What you have to do:
Please find every line of the listing below where "negative" occurs and copy it.
******************************
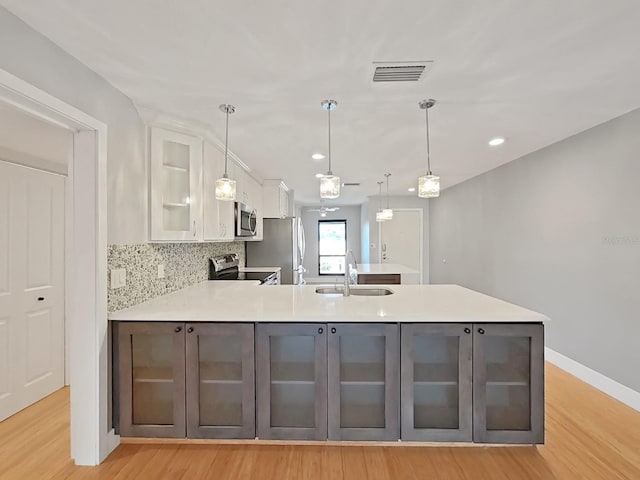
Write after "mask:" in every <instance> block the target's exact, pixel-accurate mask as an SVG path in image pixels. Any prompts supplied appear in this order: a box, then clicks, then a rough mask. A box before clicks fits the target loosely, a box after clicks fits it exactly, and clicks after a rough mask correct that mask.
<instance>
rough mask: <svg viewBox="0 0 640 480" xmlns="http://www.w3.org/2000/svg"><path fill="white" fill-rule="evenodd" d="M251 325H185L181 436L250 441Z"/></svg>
mask: <svg viewBox="0 0 640 480" xmlns="http://www.w3.org/2000/svg"><path fill="white" fill-rule="evenodd" d="M254 372H255V370H254V338H253V324H252V323H251V324H224V323H193V324H187V325H186V394H187V400H186V403H187V437H189V438H254V437H255V434H256V427H255V376H254Z"/></svg>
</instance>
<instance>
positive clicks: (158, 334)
mask: <svg viewBox="0 0 640 480" xmlns="http://www.w3.org/2000/svg"><path fill="white" fill-rule="evenodd" d="M117 346H118V356H117V358H118V362H119V365H118V372H119V381H118V389H119V398H120V402H119V425H120V429H119V433H120V435H122V436H129V437H184V436H185V384H184V378H185V358H184V326H183V324H182V323H173V322H149V323H142V322H140V323H128V322H119V325H118V345H117Z"/></svg>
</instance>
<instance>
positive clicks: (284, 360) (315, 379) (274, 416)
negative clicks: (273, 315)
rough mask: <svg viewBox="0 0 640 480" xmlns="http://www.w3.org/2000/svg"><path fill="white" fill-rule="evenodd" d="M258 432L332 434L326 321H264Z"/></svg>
mask: <svg viewBox="0 0 640 480" xmlns="http://www.w3.org/2000/svg"><path fill="white" fill-rule="evenodd" d="M256 328H257V341H256V351H257V355H256V369H257V378H258V436H259V437H260V438H264V439H268V438H273V439H294V440H324V439H326V437H327V343H326V335H325V332H326V325H322V324H258V325H257V327H256Z"/></svg>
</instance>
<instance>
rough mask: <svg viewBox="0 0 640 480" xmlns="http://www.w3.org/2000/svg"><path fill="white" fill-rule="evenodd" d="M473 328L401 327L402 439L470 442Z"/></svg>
mask: <svg viewBox="0 0 640 480" xmlns="http://www.w3.org/2000/svg"><path fill="white" fill-rule="evenodd" d="M471 329H472V325H471V324H405V325H402V346H401V352H402V353H401V356H402V360H401V364H402V379H401V383H402V389H401V398H402V439H403V440H414V441H434V442H435V441H446V442H454V441H468V442H470V441H471V439H472V404H471V402H472V398H471V397H472V393H471V392H472V368H471V355H472V340H473V336H472V335H471Z"/></svg>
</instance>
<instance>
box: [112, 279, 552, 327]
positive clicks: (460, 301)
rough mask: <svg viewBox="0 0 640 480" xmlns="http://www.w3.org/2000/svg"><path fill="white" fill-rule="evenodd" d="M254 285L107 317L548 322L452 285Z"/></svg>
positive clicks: (118, 317)
mask: <svg viewBox="0 0 640 480" xmlns="http://www.w3.org/2000/svg"><path fill="white" fill-rule="evenodd" d="M256 283H258V282H247V281H207V282H203V283H200V284H198V285H194V286H192V287H188V288H185V289H184V290H179V291H177V292H174V293H171V294H168V295H164V296H162V297H158V298H155V299H153V300H150V301H148V302H145V303H143V304H140V305H137V306H135V307H131V308H128V309H126V310H121V311H119V312H114V313H111V314H110V315H109V318H110V320H131V321H185V322H204V321H215V322H323V323H328V322H334V323H335V322H387V323H388V322H427V323H437V322H448V323H461V322H464V323H473V322H476V323H479V322H502V323H509V322H517V323H520V322H523V323H532V322H533V323H538V322H546V321H548V320H549V319H548V318H547V317H546V316H544V315H542V314H540V313H536V312H533V311H531V310H527V309H525V308H522V307H518V306H517V305H513V304H511V303H507V302H504V301H502V300H498V299H496V298H493V297H489V296H487V295H483V294H481V293H478V292H475V291H473V290H469V289H466V288H463V287H460V286H458V285H389V286H387V288H390V289H391V290H393V292H394V294H393V295H388V296H384V297H382V296H381V297H364V296H349V297H343V296H341V295H320V294H317V293H315V289H316V288H317V287H318V286H317V285H256ZM376 287H379V286H378V285H376ZM352 288H367V287H364V286H355V287H352ZM369 288H371V286H369Z"/></svg>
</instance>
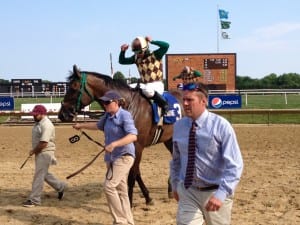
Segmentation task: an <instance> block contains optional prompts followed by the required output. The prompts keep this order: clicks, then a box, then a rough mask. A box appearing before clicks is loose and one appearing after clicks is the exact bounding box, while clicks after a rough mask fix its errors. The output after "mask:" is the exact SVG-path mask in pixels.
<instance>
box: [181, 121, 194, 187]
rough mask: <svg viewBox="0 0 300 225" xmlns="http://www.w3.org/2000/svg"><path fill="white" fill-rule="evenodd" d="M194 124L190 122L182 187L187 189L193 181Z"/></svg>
mask: <svg viewBox="0 0 300 225" xmlns="http://www.w3.org/2000/svg"><path fill="white" fill-rule="evenodd" d="M196 126H197V124H196V123H195V122H193V123H192V127H191V129H190V135H189V146H188V162H187V167H186V172H185V179H184V187H185V188H186V189H187V188H189V187H190V186H191V184H192V182H193V177H194V176H193V175H194V169H195V151H196V140H195V134H196Z"/></svg>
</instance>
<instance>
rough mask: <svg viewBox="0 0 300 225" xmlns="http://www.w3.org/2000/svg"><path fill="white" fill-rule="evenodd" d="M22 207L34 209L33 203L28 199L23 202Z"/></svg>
mask: <svg viewBox="0 0 300 225" xmlns="http://www.w3.org/2000/svg"><path fill="white" fill-rule="evenodd" d="M23 206H24V207H28V208H32V207H35V206H36V204H35V203H34V202H32V201H31V200H30V199H28V200H26V201H25V202H23Z"/></svg>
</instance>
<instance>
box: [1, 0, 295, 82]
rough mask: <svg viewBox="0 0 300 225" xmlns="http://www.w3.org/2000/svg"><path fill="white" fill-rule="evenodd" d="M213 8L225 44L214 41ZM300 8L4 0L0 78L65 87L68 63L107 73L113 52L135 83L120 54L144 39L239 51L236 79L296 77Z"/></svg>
mask: <svg viewBox="0 0 300 225" xmlns="http://www.w3.org/2000/svg"><path fill="white" fill-rule="evenodd" d="M218 9H224V10H226V11H228V12H229V14H228V16H229V18H228V20H229V21H230V22H231V25H230V28H229V29H227V30H226V31H227V33H228V35H229V37H230V39H222V38H221V37H218V35H217V34H218V33H219V34H220V29H218V27H219V17H218ZM299 10H300V1H299V0H288V1H287V0H273V1H271V0H259V1H258V0H252V1H237V0H223V1H215V0H186V1H177V0H151V1H144V0H109V1H101V0H48V1H46V0H44V1H42V0H2V1H1V2H0V28H1V35H0V79H7V80H10V79H16V78H41V79H43V80H50V81H65V78H66V77H67V75H68V73H69V71H70V70H72V66H73V64H77V65H78V67H79V68H81V69H82V70H88V71H95V72H100V73H103V74H107V75H110V72H111V70H110V54H112V65H113V69H114V72H116V71H120V72H122V73H123V74H124V75H125V76H128V74H129V71H130V74H131V76H136V77H137V76H138V75H137V70H136V67H135V66H128V65H120V64H119V63H118V55H119V51H120V46H121V45H122V44H123V43H127V44H130V43H131V41H132V40H133V39H134V38H135V37H136V36H146V35H149V36H151V37H152V38H153V39H154V40H164V41H167V42H168V43H169V44H170V48H169V51H168V53H170V54H171V53H173V54H175V53H176V54H179V53H217V52H219V53H236V54H237V75H239V76H250V77H252V78H262V77H264V76H266V75H269V74H271V73H275V74H277V75H281V74H283V73H290V72H292V73H298V74H300V62H299V53H300V14H299ZM218 43H219V44H218ZM154 49H155V48H154V46H151V50H154ZM131 53H132V52H131V51H130V50H129V51H128V52H127V54H126V55H127V56H130V55H131Z"/></svg>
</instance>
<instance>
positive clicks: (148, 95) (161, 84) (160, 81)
mask: <svg viewBox="0 0 300 225" xmlns="http://www.w3.org/2000/svg"><path fill="white" fill-rule="evenodd" d="M136 85H137V83H133V84H130V85H129V86H130V87H132V88H135V87H136ZM140 88H141V89H142V92H143V94H144V95H146V97H147V98H152V97H153V96H154V93H155V91H157V92H158V93H159V94H161V95H162V94H163V92H164V90H165V87H164V83H163V82H162V81H154V82H151V83H146V84H144V83H140Z"/></svg>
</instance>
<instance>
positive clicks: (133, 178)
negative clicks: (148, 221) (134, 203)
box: [128, 143, 153, 207]
mask: <svg viewBox="0 0 300 225" xmlns="http://www.w3.org/2000/svg"><path fill="white" fill-rule="evenodd" d="M142 151H143V148H142V147H141V146H140V145H139V144H137V143H136V144H135V161H134V164H133V166H132V167H131V170H130V172H129V176H128V196H129V201H130V204H131V207H132V206H133V188H134V185H135V181H137V182H138V185H139V187H140V189H141V191H142V194H143V196H144V198H145V200H146V204H147V205H149V204H152V203H153V202H152V198H151V197H150V195H149V191H148V189H147V187H146V185H145V184H144V181H143V179H142V176H141V172H140V163H141V159H142Z"/></svg>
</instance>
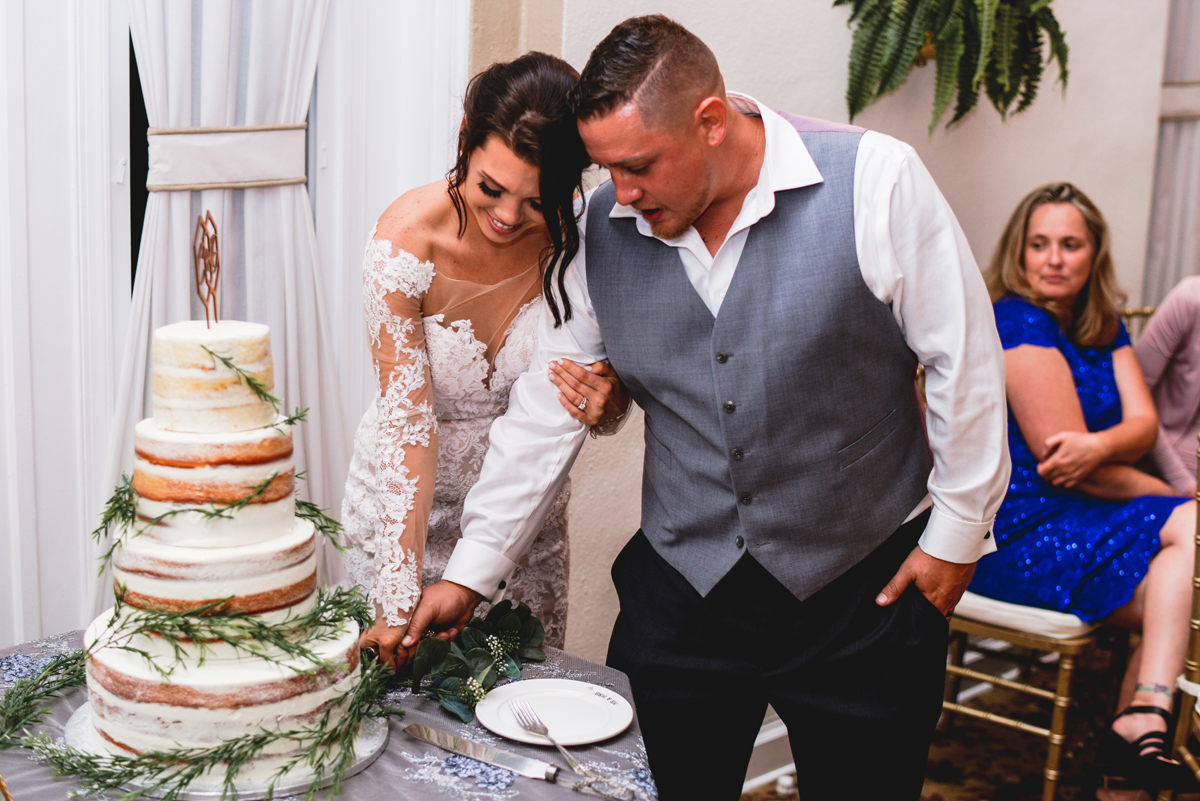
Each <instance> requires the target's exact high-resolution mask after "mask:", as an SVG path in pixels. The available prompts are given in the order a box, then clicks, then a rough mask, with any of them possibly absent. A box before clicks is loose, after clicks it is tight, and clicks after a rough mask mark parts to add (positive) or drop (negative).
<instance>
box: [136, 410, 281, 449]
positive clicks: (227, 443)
mask: <svg viewBox="0 0 1200 801" xmlns="http://www.w3.org/2000/svg"><path fill="white" fill-rule="evenodd" d="M283 420H284V417H283V415H275V417H274V420H271V422H270V423H269V424H268V426H266V427H265V428H254V429H251V430H245V432H209V433H205V432H181V430H170V429H168V428H166V427H164V426H163V424H162V423H160V422H158V421H157V420H155V418H154V417H146V418H145V420H143V421H142V422H139V423H138V424H137V427H134V429H133V435H134V438H136V440H134V441H137V442H139V444H140V442H142V441H143V440H145V441H146V442H148V444H149V445H151V446H152V447H155V448H156V450H160V448H161V450H178V451H179V452H180V453H181V454H185V456H186V454H188V453H196V452H200V451H203V450H211V448H214V447H239V446H247V445H254V444H257V442H260V441H263V440H270V439H283V438H288V439H290V436H292V427H290V426H284V424H282V421H283Z"/></svg>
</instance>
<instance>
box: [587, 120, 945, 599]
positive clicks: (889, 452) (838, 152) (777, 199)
mask: <svg viewBox="0 0 1200 801" xmlns="http://www.w3.org/2000/svg"><path fill="white" fill-rule="evenodd" d="M788 119H790V120H791V121H792V122H793V125H796V127H797V128H798V130H799V131H800V132H802V133H800V135H802V137H803V139H804V144H805V146H806V147H808V149H809V152H810V153H811V155H812V158H814V161H815V162H816V165H817V168H818V169H820V170H821V175H822V176H823V177H824V181H823V182H822V183H817V185H815V186H808V187H802V188H798V189H791V191H787V192H778V193H775V210H774V211H773V212H772V213H770V215H768V216H767V217H766V218H763V219H762V221H761V222H758V223H757V224H755V225H754V227H752V228H751V229H750V235H749V239H748V240H746V245H745V249H744V251H743V254H742V260H740V261H739V263H738V267H737V272H736V273H734V276H733V283H732V284H731V285H730V289H728V293H727V295H726V296H725V300H724V301H722V303H721V308H720V314H718V317H716V318H714V317H713V314H712V312H709V311H708V307H707V306H704V303H703V301H702V300H701V299H700V296H698V295H697V294H696V290H695V288H694V287H692V285H691V283H690V282H689V281H688V276H686V273H685V272H684V269H683V264H682V263H680V260H679V255H678V253H676V251H674V248H672V247H670V246H667V245H664V243H662V242H659V241H658V240H655V239H650V237H648V236H643V235H641V234H640V233H638V231H637V227H636V221H635V219H631V218H617V219H611V218H610V217H608V212H610V211H611V210H612V206H613V201H614V195H613V187H612V185H611V183H608V185H605V186H602V187H600V189H598V191H596V192H595V194H594V195H593V198H592V200H590V203H589V206H588V212H587V213H588V224H587V243H586V247H587V278H588V289H589V291H590V295H592V302H593V305H594V307H595V313H596V318H598V320H599V324H600V332H601V336H602V337H604V342H605V347H606V349H607V351H608V357H610V360H611V361H612V366H613V367H614V368H616V369H617V372H618V373H619V374H620V378H622V379H623V381H624V383H625V386H626V387H628V389H629V391H630V393H631V395H632V396H634V399H635V401H636V402H637V404H638V405H640V406H641V408H642V409H643V410H644V411H646V457H644V468H643V477H642V530H643V531H644V534H646V536H647V537H648V538H649V541H650V543H652V544H653V546H654V549H655V550H656V552H658V553H659V554H660V555H661V556H662V558H664V559H666V560H667V561H668V562H670V564H671V565H672V566H674V568H676V570H678V571H679V572H680V573H682V574H683V576H684V577H685V578H686V579H688V580H689V582H690V583H691V585H692V586H694V588H696V590H697V591H698V592H700V594H701V595H708V592H709V590H712V589H713V586H714V585H715V584H716V583H718V582H719V580H720V579H721V577H724V576H725V574H726V572H728V570H730V568H731V567H733V565H734V564H736V562H737V561H738V559H739V558H740V556H742V555H743V554H744V553H749V554H750V555H751V556H752V558H754V559H755V560H757V561H758V562H760V564H762V566H763V567H766V568H767V570H768V571H769V572H770V573H772V576H774V577H775V578H778V579H779V580H780V582H781V583H782V584H784V585H785V586H786V588H787V589H788V590H791V591H792V592H793V594H794V595H796V596H797V597H798V598H802V600H803V598H805V597H808V596H810V595H812V594H814V592H816V591H817V590H820V589H821V588H822V586H824V585H826V584H828V583H829V582H832V580H833V579H834V578H836V577H838V576H840V574H841V573H842V572H845V571H846V570H847V568H850V567H851V566H853V565H854V564H857V562H858V561H859V560H860V559H862V558H863V556H865V555H866V554H869V553H870V552H871V550H874V549H875V548H876V547H877V546H878V544H880V543H881V542H883V541H884V540H886V538H887V537H888V536H889V535H890V534H892V532H893V531H895V529H896V528H899V526H900V524H901V523H904V519H905V517H907V514H908V513H910V512H911V511H912V510H913V508H914V507H916V506H917V504H918V502H920V499H922V498H924V495H925V492H926V488H925V482H926V480H928V477H929V472H930V468H931V462H930V456H929V450H928V447H926V445H925V439H924V433H923V428H922V418H920V412H919V409H918V405H917V397H916V392H914V387H913V377H914V373H916V368H917V357H916V356H914V355H913V353H912V351H911V350H910V349H908V347H907V345H906V344H905V342H904V338H902V336H901V335H900V330H899V327H898V326H896V323H895V320H894V318H893V317H892V312H890V309H889V308H888V307H887V306H886V305H884V303H881V302H880V301H878V299H876V297H875V296H874V295H872V294H871V291H870V289H869V288H868V287H866V284H865V283H864V282H863V277H862V272H860V271H859V267H858V257H857V252H856V246H854V201H853V200H854V158H856V153H857V150H858V141H859V138H860V135H862V134H860V133H854V132H848V131H846V130H845V128H834V130H824V131H812V128H821V127H822V126H820V125H814V121H812V120H798V119H797V120H793V119H792V118H788ZM830 127H832V126H830Z"/></svg>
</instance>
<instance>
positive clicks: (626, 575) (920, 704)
mask: <svg viewBox="0 0 1200 801" xmlns="http://www.w3.org/2000/svg"><path fill="white" fill-rule="evenodd" d="M928 519H929V513H928V512H926V513H924V514H922V516H919V517H917V518H916V519H913V520H911V522H908V523H906V524H905V525H902V526H900V529H898V530H896V531H895V534H893V535H892V536H890V537H889V538H888V540H887V541H886V542H884V543H883V544H881V546H880V547H878V548H876V549H875V550H874V552H872V553H871V554H869V555H868V556H866V558H865V559H863V561H860V562H859V564H858V565H856V566H854V567H852V568H851V570H850V571H847V572H846V573H844V574H842V576H841V577H839V578H838V579H835V580H834V582H833V583H830V584H829V585H827V586H826V588H823V589H822V590H820V591H818V592H816V594H815V595H812V596H810V597H809V598H808V600H805V601H799V600H797V598H796V596H793V595H792V594H791V592H790V591H788V590H787V589H786V588H784V585H782V584H780V583H779V582H778V580H776V579H775V578H774V577H773V576H770V573H768V572H767V570H766V568H764V567H763V566H762V565H760V564H758V562H756V561H755V560H754V559H751V558H750V556H749V554H746V555H744V556H743V558H742V560H740V561H739V562H738V564H737V565H736V566H734V567H733V570H732V571H730V573H728V574H727V576H726V577H725V578H722V579H721V582H720V583H719V584H718V585H716V586H715V588H714V589H713V590H712V592H709V595H708V597H701V596H700V594H698V592H696V590H695V589H692V586H691V585H690V584H689V583H688V580H686V579H685V578H684V577H683V576H682V574H680V573H679V572H678V571H676V570H674V568H673V567H672V566H671V565H668V564H667V562H666V561H665V560H664V559H662V558H661V556H659V555H658V553H655V550H654V548H653V547H652V546H650V543H649V541H648V540H647V538H646V536H644V535H643V534H642V532H641V531H638V532H637V534H636V535H634V538H632V540H630V541H629V543H628V544H626V546H625V548H624V549H623V550H622V552H620V554H619V555H618V558H617V560H616V562H614V564H613V567H612V577H613V582H614V584H616V586H617V594H618V596H619V598H620V614H619V615H618V618H617V622H616V625H614V626H613V632H612V640H611V642H610V644H608V664H610V666H611V667H613V668H617V669H618V670H623V671H624V673H625V674H628V675H629V679H630V683H631V685H632V691H634V699H635V701H636V704H637V717H638V722H640V724H641V727H642V733H643V735H644V739H646V749H647V757H648V758H649V764H650V770H652V772H653V773H654V779H655V782H656V783H658V787H659V797H660V801H679V800H686V801H696V800H698V799H704V800H709V799H712V800H713V801H722V800H730V801H736V800H737V799H738V796H739V794H740V791H742V784H743V782H744V779H745V771H746V765H748V763H749V760H750V753H751V751H752V749H754V741H755V736H756V734H757V733H758V729H760V727H761V725H762V721H763V716H764V713H766V710H767V704H768V703H769V704H770V705H772V706H774V707H775V711H776V712H778V713H779V716H780V717H781V718H782V721H784V723H785V724H786V725H787V733H788V737H790V740H791V743H792V752H793V755H794V758H796V769H797V784H798V789H799V795H800V799H802V800H803V801H824V800H827V799H829V800H832V799H839V800H842V801H845V800H848V799H864V800H866V799H869V800H871V801H888V800H889V799H896V800H898V801H901V800H902V801H918V800H919V797H920V788H922V783H923V778H924V773H925V761H926V759H928V754H929V742H930V739H931V736H932V733H934V727H935V724H936V723H937V718H938V715H940V712H941V703H942V691H943V686H944V677H946V645H947V637H948V633H949V625H948V624H947V621H946V619H944V618H943V616H942V614H941V613H940V612H938V610H937V608H936V607H935V606H934V604H932V603H930V602H929V601H928V600H926V598H925V596H923V595H922V594H920V592H919V591H918V590H917V588H916V586H910V588H908V590H907V591H906V592H905V594H904V595H902V596H901V597H900V598H899V600H898V601H895V602H894V603H893V604H892V606H889V607H882V608H881V607H878V606H876V603H875V597H876V596H877V595H878V594H880V591H881V590H882V589H883V586H884V585H886V584H887V583H888V580H890V579H892V577H893V576H894V574H895V572H896V570H898V568H899V567H900V564H901V562H902V561H904V560H905V558H906V556H907V555H908V554H910V552H911V550H912V549H913V548H914V547H916V546H917V541H918V538H919V537H920V535H922V532H923V531H924V529H925V523H926V520H928Z"/></svg>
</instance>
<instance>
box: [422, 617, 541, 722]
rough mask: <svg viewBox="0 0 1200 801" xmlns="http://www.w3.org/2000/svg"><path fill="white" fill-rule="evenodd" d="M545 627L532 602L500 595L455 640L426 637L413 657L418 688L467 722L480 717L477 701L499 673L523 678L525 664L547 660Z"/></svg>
mask: <svg viewBox="0 0 1200 801" xmlns="http://www.w3.org/2000/svg"><path fill="white" fill-rule="evenodd" d="M545 639H546V630H545V628H544V627H542V625H541V621H540V620H538V619H536V618H534V616H533V612H530V609H529V607H527V606H526V604H524V603H520V604H517V606H516V607H514V606H512V602H511V601H508V600H505V601H500V602H499V603H498V604H496V606H494V607H492V608H491V610H490V612H488V613H487V616H486V618H475V619H474V620H472V621H470V622H469V624H467V626H466V627H463V630H462V633H461V634H458V637H457V638H455V640H454V643H448V642H446V640H443V639H437V638H432V637H431V638H427V639H424V640H421V642H420V644H419V645H418V646H416V655H415V656H414V657H413V694H414V695H418V694H420V692H421V683H422V682H424V681H425V680H428V682H427V683H426V686H425V694H426V695H428V697H430V698H436V699H437V700H438V701H439V703H440V704H442V706H444V707H445V709H446V710H448V711H450V712H452V713H454V715H456V716H457V717H458V718H460V719H461V721H462V722H463V723H470V722H472V721H473V719H474V718H475V704H478V703H479V701H481V700H484V695H486V694H487V691H488V689H491V688H492V687H493V686H496V682H497V681H498V680H500V679H520V677H521V666H523V664H526V663H527V662H544V661H545V660H546V652H545V651H544V650H542V649H541V644H542V642H544V640H545Z"/></svg>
******************************
Solution to this problem:
negative clicks: (273, 315)
negative clicks: (148, 221) (134, 203)
Each <instance> requires the target's exact high-resolution mask after "mask:", as an SVG path in pixels. The available prompts are given in the order a box, then clicks, then a rough mask, with any of them possibly absent. A box before clicks is loose, after clicks it is tight, and clicks after a rough mask mark parts to add (positive) or drop (negative).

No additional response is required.